• _Data provided_
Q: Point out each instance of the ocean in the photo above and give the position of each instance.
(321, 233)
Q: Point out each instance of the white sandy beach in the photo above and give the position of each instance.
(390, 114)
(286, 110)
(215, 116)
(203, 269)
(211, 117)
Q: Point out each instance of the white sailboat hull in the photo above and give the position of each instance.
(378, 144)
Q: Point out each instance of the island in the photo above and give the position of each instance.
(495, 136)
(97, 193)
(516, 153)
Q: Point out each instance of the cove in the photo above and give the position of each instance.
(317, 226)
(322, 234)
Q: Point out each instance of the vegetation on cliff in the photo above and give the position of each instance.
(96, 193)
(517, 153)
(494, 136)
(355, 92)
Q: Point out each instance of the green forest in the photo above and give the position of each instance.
==
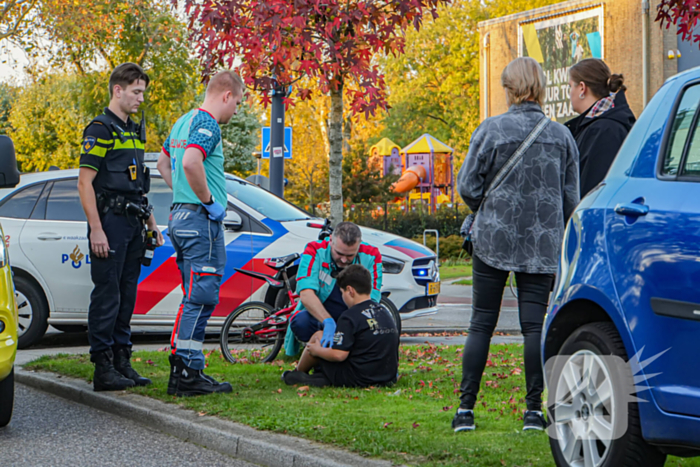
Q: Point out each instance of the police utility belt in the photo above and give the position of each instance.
* * *
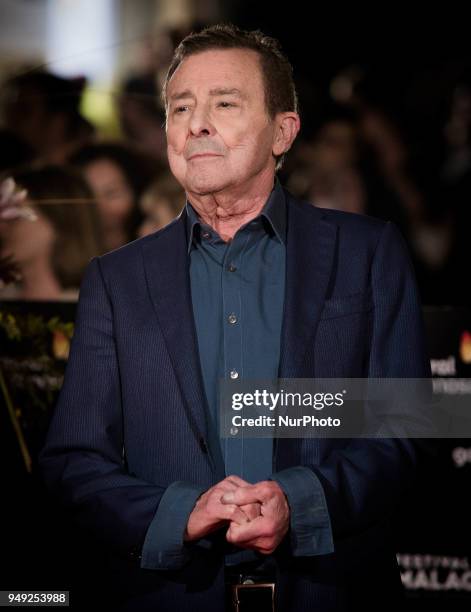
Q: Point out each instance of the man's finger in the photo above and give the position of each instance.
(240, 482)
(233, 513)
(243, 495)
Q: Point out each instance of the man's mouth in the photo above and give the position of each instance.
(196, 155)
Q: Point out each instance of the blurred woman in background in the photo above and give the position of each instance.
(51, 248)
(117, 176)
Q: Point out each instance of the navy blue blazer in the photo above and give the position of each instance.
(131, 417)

• _Stated problem_
Please find each line in the listing above that contains the word "white" and copy those lines out in full.

• _In response_
Q: Point out each instance of the white sandy beach in the photo above and give the position of each instance.
Q: Point out each instance of the white sailboat hull in the photo above and give the position of each instance.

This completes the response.